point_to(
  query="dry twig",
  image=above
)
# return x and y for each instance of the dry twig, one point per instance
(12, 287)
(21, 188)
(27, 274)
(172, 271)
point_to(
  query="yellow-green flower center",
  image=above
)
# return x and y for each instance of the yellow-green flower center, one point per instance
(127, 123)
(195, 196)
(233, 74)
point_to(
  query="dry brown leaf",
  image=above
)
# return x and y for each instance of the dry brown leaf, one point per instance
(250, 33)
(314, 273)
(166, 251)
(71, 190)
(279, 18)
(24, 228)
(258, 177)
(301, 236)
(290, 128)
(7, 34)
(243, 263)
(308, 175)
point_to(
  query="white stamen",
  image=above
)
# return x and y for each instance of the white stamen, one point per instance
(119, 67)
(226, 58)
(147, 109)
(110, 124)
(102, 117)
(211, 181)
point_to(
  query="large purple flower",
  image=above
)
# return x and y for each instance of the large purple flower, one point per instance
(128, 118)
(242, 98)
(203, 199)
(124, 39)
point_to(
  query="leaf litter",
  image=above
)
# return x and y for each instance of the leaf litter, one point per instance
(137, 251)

+--

About this task – Using only the data above, copy out the lines that include the word "query".

Answer box –
  query="dry twig",
  query="yellow-green flower center",
  query="dry brown leaf",
  query="white stamen",
  query="large purple flower",
  query="leaf litter",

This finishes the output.